TASK OBJECTIVE - Recast the lines below as a JSON list of strings, one string per line, skipping any blank lines.

[Location labeling lines]
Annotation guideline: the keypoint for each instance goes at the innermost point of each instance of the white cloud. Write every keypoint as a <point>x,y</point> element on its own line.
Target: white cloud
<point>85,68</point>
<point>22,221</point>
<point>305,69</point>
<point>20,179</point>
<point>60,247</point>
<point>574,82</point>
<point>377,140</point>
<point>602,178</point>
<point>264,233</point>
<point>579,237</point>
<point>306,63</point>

PROBLEM SOLUTION -
[
  "Annotation guideline: the keypoint for each instance goes at the innermost point of each instance of the white cloud. Write every keypoint as a <point>x,y</point> element on its own line.",
  "Target: white cloud",
  "<point>85,68</point>",
  "<point>22,221</point>",
  "<point>305,69</point>",
  "<point>20,179</point>",
  "<point>60,247</point>",
  "<point>574,82</point>",
  "<point>377,140</point>",
  "<point>602,178</point>",
  "<point>264,233</point>",
  "<point>579,237</point>",
  "<point>306,63</point>"
]